### To be done
Reproduce every line from the one containing "In this picture, where can the asphalt" through the end of the records, requests included, and shift each coordinate value in the answers up by 84.

### Records for the exercise
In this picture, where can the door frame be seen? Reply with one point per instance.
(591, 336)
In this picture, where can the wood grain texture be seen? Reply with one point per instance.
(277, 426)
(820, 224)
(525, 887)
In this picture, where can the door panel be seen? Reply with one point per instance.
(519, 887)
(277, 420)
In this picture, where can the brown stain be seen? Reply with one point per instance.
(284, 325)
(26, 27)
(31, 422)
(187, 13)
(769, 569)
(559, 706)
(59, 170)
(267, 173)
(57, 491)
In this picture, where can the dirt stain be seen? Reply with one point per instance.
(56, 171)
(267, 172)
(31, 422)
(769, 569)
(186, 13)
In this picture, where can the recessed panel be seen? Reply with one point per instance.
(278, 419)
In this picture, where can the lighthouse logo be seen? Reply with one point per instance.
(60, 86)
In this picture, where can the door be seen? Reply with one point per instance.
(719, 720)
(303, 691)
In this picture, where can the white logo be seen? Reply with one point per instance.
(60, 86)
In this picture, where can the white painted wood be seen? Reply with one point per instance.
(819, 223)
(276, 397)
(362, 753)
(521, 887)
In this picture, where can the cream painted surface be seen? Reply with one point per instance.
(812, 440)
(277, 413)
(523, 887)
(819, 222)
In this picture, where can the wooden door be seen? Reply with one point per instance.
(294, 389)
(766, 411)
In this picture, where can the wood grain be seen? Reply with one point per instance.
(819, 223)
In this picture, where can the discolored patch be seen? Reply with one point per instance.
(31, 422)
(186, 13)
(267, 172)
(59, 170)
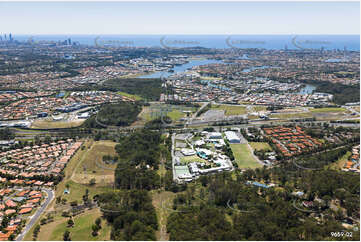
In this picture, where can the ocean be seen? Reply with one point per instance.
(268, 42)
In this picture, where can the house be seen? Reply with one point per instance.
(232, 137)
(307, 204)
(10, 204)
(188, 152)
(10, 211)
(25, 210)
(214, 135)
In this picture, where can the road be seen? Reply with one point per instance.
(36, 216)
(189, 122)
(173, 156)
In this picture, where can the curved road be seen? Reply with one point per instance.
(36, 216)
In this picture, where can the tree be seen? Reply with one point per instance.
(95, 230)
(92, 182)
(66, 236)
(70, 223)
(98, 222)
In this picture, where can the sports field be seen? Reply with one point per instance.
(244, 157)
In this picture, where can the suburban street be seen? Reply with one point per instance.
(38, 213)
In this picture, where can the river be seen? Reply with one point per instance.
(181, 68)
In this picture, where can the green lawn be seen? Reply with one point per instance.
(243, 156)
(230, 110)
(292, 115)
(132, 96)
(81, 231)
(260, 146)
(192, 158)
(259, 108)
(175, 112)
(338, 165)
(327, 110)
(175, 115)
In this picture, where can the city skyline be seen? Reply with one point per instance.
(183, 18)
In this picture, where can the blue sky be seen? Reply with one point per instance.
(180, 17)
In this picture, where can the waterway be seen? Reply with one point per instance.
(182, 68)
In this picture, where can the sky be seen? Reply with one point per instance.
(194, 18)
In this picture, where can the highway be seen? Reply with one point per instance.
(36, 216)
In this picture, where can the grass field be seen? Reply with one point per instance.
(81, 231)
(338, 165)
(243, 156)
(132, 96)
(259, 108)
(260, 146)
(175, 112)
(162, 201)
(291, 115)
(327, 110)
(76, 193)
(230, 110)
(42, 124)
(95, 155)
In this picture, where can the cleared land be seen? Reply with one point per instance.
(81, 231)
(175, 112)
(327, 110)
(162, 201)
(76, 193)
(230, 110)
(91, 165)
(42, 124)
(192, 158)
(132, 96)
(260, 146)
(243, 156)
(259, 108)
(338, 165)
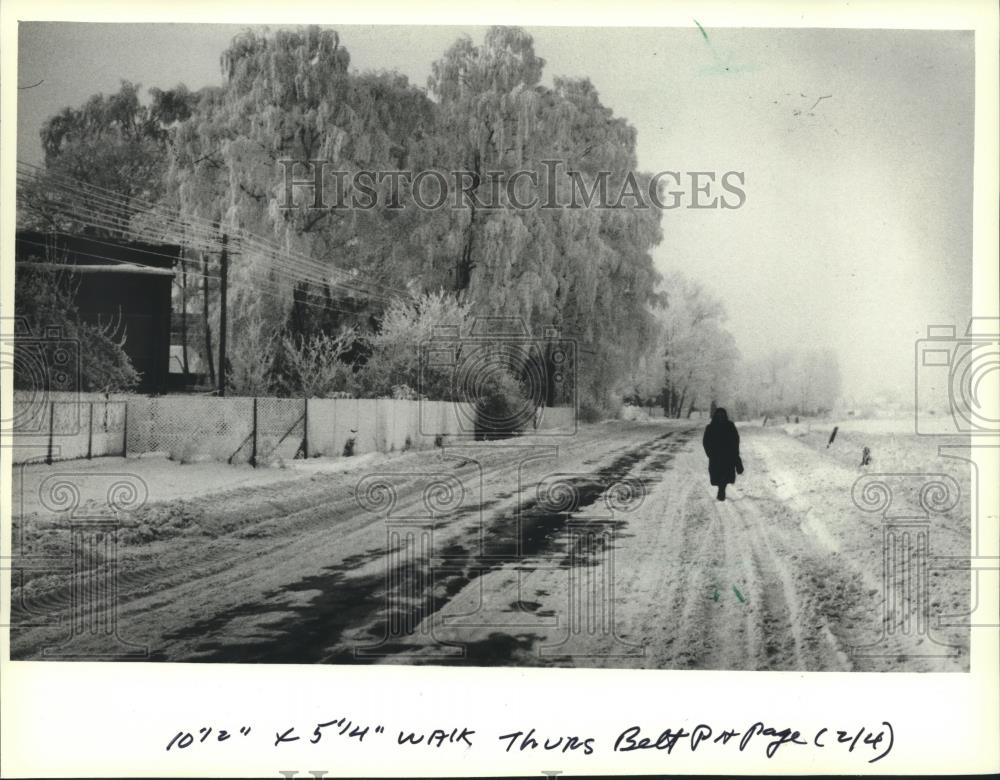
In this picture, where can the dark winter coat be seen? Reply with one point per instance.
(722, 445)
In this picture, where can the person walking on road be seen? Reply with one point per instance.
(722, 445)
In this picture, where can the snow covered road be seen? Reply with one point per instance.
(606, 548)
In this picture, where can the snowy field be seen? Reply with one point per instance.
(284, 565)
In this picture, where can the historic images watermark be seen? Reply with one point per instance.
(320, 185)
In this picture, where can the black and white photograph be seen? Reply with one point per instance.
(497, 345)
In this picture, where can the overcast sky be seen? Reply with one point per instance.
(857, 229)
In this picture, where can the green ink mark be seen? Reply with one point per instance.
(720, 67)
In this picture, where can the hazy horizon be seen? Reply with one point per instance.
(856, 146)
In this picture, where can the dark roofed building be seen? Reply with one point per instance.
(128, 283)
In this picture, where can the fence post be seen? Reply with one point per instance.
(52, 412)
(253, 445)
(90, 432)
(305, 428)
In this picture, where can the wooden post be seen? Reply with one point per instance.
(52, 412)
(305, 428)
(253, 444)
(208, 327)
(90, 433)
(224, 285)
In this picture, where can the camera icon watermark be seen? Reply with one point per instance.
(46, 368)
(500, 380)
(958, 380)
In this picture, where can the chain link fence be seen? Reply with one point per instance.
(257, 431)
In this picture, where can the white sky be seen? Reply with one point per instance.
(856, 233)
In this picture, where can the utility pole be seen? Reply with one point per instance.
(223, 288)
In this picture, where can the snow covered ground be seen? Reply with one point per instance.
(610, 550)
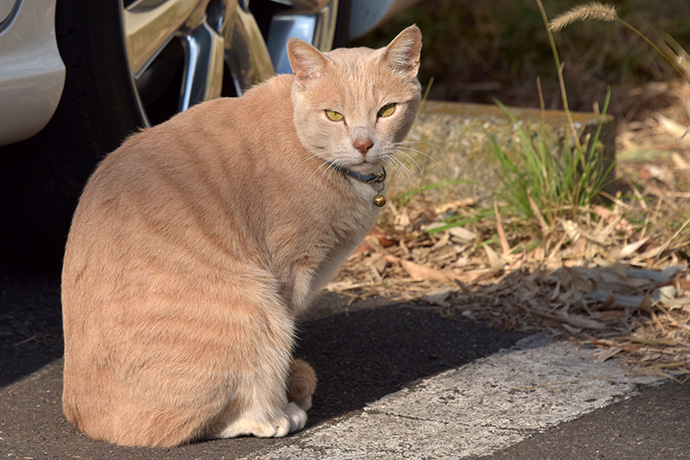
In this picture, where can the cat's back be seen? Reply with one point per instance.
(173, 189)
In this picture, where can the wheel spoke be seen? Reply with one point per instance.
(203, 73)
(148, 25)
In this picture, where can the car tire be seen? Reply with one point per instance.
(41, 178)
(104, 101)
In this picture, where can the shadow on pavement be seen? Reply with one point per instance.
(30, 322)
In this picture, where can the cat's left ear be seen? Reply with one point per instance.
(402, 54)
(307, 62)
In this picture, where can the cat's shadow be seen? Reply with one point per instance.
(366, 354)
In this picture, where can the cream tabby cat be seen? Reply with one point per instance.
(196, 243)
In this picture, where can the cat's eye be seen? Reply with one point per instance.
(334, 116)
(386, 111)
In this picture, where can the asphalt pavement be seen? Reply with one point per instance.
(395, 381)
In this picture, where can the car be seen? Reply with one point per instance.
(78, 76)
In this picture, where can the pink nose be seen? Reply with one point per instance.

### Output for this task
In this picture, where can the asphalt pavement be seen? Reply with one point per instance.
(479, 465)
In this picture, where can the car be seen? Reply with one point per instance.
(162, 160)
In this picture, where can the pink nose be seen? Reply with one point per instance.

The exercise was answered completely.